§ **Exercise description**
Copy the entries below word for word, leaving out the pictures.

§ **Data rows**
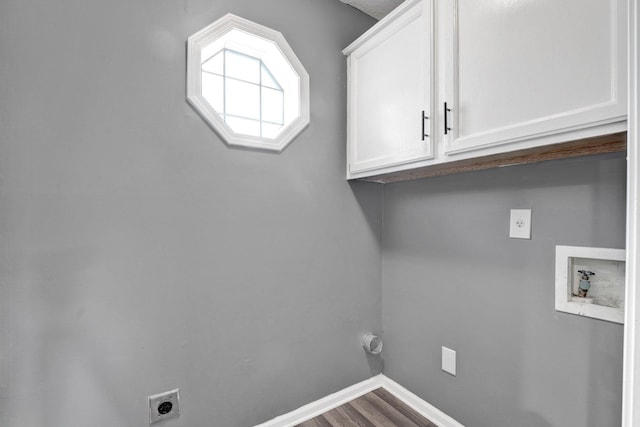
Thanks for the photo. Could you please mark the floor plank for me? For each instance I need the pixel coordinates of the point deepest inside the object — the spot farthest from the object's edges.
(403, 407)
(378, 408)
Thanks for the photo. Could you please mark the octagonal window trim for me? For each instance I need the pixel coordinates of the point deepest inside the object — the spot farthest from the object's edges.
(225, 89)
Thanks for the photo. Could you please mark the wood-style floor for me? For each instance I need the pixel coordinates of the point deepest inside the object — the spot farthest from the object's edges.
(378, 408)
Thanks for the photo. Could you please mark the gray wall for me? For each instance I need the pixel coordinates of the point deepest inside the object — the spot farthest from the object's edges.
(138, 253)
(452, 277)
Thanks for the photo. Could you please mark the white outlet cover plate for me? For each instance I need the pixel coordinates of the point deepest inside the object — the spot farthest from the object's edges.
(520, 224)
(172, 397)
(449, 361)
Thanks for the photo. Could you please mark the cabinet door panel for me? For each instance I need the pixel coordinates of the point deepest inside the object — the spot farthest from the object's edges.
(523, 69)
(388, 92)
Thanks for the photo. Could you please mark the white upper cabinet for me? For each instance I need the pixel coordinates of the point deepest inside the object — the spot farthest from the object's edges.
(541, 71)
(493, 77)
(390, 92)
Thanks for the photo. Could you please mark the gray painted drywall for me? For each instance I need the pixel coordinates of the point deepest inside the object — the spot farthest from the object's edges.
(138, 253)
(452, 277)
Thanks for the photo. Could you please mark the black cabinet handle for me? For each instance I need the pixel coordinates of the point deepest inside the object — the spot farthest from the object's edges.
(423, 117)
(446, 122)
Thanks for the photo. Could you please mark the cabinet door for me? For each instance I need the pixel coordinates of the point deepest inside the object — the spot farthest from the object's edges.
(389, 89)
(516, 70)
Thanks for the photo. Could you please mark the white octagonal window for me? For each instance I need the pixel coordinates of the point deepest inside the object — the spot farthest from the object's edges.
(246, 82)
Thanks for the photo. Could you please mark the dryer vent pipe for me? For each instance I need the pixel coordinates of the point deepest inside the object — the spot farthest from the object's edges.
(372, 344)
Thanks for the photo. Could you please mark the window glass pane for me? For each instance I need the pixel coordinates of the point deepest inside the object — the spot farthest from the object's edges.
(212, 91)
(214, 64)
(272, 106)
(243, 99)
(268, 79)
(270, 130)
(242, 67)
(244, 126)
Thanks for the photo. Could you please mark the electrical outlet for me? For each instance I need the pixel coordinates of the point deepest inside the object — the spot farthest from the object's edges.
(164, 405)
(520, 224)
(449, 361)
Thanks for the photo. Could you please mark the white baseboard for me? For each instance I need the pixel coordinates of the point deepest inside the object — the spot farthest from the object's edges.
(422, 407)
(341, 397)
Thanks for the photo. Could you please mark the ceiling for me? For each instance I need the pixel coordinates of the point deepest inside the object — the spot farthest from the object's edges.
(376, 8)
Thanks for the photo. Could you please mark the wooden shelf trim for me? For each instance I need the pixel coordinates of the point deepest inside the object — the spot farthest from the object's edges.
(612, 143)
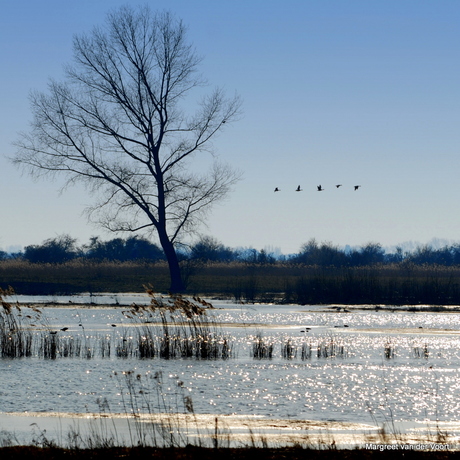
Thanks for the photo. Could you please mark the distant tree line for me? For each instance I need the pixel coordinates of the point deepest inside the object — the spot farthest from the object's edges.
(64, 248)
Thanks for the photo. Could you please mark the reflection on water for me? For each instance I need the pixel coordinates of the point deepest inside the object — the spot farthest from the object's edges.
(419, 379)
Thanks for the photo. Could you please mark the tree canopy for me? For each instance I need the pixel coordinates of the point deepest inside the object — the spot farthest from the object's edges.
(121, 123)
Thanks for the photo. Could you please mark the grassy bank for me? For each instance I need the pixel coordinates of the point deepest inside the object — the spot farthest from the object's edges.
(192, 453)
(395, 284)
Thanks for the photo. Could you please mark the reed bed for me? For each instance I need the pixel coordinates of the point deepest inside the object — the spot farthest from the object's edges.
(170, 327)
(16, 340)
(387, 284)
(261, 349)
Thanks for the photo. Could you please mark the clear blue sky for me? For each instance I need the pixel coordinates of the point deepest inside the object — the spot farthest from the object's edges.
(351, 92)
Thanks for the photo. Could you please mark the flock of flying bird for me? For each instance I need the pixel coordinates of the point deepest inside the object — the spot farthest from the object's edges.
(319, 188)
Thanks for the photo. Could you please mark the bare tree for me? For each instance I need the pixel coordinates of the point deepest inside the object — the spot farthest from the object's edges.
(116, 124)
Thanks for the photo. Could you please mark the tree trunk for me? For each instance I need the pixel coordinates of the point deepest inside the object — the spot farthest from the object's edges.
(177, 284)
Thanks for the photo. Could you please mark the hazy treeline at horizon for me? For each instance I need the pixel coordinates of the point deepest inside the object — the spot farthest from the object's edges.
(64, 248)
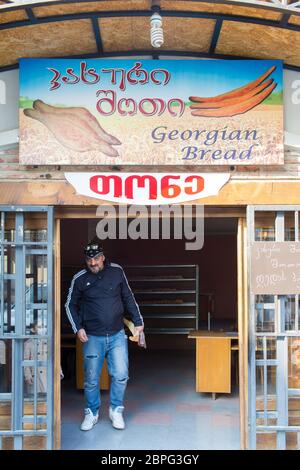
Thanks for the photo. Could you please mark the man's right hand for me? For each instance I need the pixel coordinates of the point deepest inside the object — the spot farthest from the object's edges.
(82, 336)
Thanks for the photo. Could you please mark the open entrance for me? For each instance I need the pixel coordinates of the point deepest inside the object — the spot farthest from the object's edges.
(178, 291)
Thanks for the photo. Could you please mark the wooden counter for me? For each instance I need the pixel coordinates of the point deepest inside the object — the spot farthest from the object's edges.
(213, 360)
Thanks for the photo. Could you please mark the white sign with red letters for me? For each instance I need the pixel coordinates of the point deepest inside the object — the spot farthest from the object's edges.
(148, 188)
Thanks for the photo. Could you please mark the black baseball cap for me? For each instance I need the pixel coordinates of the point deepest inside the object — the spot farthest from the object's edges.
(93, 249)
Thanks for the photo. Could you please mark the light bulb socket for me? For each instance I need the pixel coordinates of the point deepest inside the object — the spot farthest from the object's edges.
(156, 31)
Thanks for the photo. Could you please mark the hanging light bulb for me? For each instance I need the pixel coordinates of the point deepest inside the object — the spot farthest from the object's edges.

§ **Exercise solution**
Thanks for the photo. Could you please mark the floor plank for me? For each instance I need the pixel coordinates of the point deepest inside the object — the spot farthest from the object's edges.
(403, 407)
(378, 408)
Thanks for the photo. Could you please mark the octagonal window trim for me? For each instance I need the pixel coordinates of the point deepest inside the object — the spot farthest from the object's edges.
(225, 89)
Thanks for the photo. Could you please mark the wood-style floor for me? For each instance I need the pixel coordinates of the point deepest inside the object — the spot farthest from the object's edges.
(378, 408)
Thanks for the photo. Could you please mark the gray wall for me? For each instance I need the pixel coordinates of the point deepest inside the object — the spot farthest from the object's edges.
(138, 253)
(452, 277)
Thanks for the photo. Could you please mark the white outlet cover plate for me? For each instance I need the pixel coordinates of the point deepest inside the object — the spot farthest from the object's edges.
(520, 224)
(172, 397)
(449, 361)
Thanks for the photo. Could you please mark the cabinet door panel for me? For each instance I need the pixel coordinates of the point deepest inside the object — the spot farthest from the object's edges.
(523, 69)
(388, 92)
Thanks for the photo. Could you please mark the white upper cabinet for me? For each instance I need the pixel coordinates of the point deepest inside the object — the spot farthest from the object's edges.
(541, 71)
(493, 77)
(390, 92)
Thanks for the photo. Could you please mark the gray painted drywall for me? For each instance I need the pixel coordinates of the point deepest inside the object — the spot farthest from the object's edges.
(138, 253)
(452, 277)
Thanks for the photo. Could you please mark the black cabinet handle for me? For each instance I need the pixel coordinates of the point deepest inside the object — the spot farthest from the object's edges.
(423, 117)
(446, 122)
Thanks for the photo. Could you please mark the cabinet door for me? For each instance I need the pixel coordinates of the point deepest inside the object — the spot farthest from the object's edges.
(389, 89)
(516, 70)
Thanks for the photo. Could you please mark the white octagonal window for me? For each instance I need the pixel coordinates of the point deepest inside the object — the spot farthest from the object's edges.
(246, 82)
Thanks for the photo. Could you please mark the dryer vent pipe for me? For each instance I need the pixel coordinates of the point deepest inside the object — the spot farthest from the object's edges.
(372, 344)
Thanks for the photo. Could you please mark the window glass pane for me? For each instance I need the pixel coordinates of the point deepest inside the object — the spot farthest from the object's edges.
(212, 91)
(214, 64)
(272, 106)
(243, 99)
(268, 79)
(270, 130)
(242, 67)
(244, 126)
Thanks for the photo. Could you please mark the electrical outlet for me? For each instance I need the pixel coordinates of the point deepest inside the object — the spot farthest from the object's edges.
(164, 405)
(520, 224)
(449, 361)
Thanks for the photo. Could you please mark the white baseboard for me? For each instance I need the pixel coordinates of the point deepest inside the object — the spot farthest from the object's edges.
(422, 407)
(341, 397)
Thanks for the photo. Could you please mark the ceiling for me? For each instance I need the pixel coordinates of the point deepest inside the object — the spot farthest from the object's edges.
(376, 8)
Thanks for the photo. Could you please mark the wooden shelf trim for me? For each instance I need the pixel coordinates of the point deepest inside the object — the spot farthest from the object's edges.
(612, 143)
Thanks for the photo. Could you please mark the distant tree line for me? For each instance I need the pixel coordinates of the point deepest inside the object — the spot farthest from the object's edges.
(64, 248)
Thanks for the photo. Could you please mark the reflection on water for me? For each instance I need the pixel coordinates of the point deepest inside the object — the spot farthest from the object's edges.
(419, 379)
Thanks for the photo. Could you please mark the tree canopy for me? For each instance I need the pixel coordinates of the point deepest inside the object — the spot farthest from the object's edges.
(121, 123)
Thanks for the photo. Could you please mark the grassy bank for me? For each instance I need the pixel coordinates of the point deepest inside the object — the spot farthest from the object's edges.
(192, 453)
(395, 284)
Thanks for the photo. Could you please mark the reed bed for me? For each instance I need the pixel coordinates of the point deepest inside the object — the spot farthest from the object's edges.
(170, 327)
(16, 340)
(387, 284)
(261, 349)
Thanks for the photo. Could you please mark the clear blue sky for me? For each instance I need the pixel coordinates of the point deepest inside the object — the spot farthest from the object's edges.
(351, 92)
Thanks for the photo. Could you please mark the flock of flying bird for me? For each instance I need the pixel coordinates of the point deepest inside the object — the spot farthest from the object's edges.
(319, 188)
Thanks for the photo. Could you please mark the bare tree for me? For each instance I need the pixel coordinates of the point deepest inside the object — the spot farthest from the object's edges.
(116, 124)
Thanks for the photo. Could you please mark the tree trunk for me? For each instance I need the pixel coordinates of the point deepest inside the object — the spot farthest from the object's edges.
(177, 284)
Thanks for the photo. Could you please mark the hazy treeline at horizon for me? For each instance I need the pixel coordinates of the point deepest inside the object — the spot farthest from the object's edges.
(64, 248)
Thanks for the photo. Could you please mark the man's right hand for me? For each instance I need the pixel coordinates of the point deepest inside the object — the spot farthest from the object's edges.
(82, 336)
Thanks for the photo. Could you please mark the open entrance for me? For each instance I need the pixel coordinates of the point deepest inside the object — the spot farthest from the object's edges.
(178, 291)
Thanks for the photo. Could you please mark the wooden counter for me? For each instance I need the pixel coordinates of the point deepest inside the object — the spot farthest from the object's edges.
(213, 360)
Thanks for the photo. Could you please mark the white sign with red letters for me? For each instance I need the pixel coordinates of the point deepest inside the object — the spot farthest from the object's edges.
(148, 188)
Thanks for the photo. Could you please mark the black baseball cap for me? For each instance I need the pixel coordinates of the point deepest inside the object — the spot farthest from the object's edges.
(93, 249)
Thanks for the photo. Could you please mark the light bulb socket for me? For each instance I need the pixel coordinates of the point deepest inside the object — the spot farthest from the object's edges.
(156, 31)
Thanks for the photo. Could you please mark the hanging light bulb for me? For each instance I need the pixel coordinates of the point deepest inside the object — the spot farthest from the object's edges.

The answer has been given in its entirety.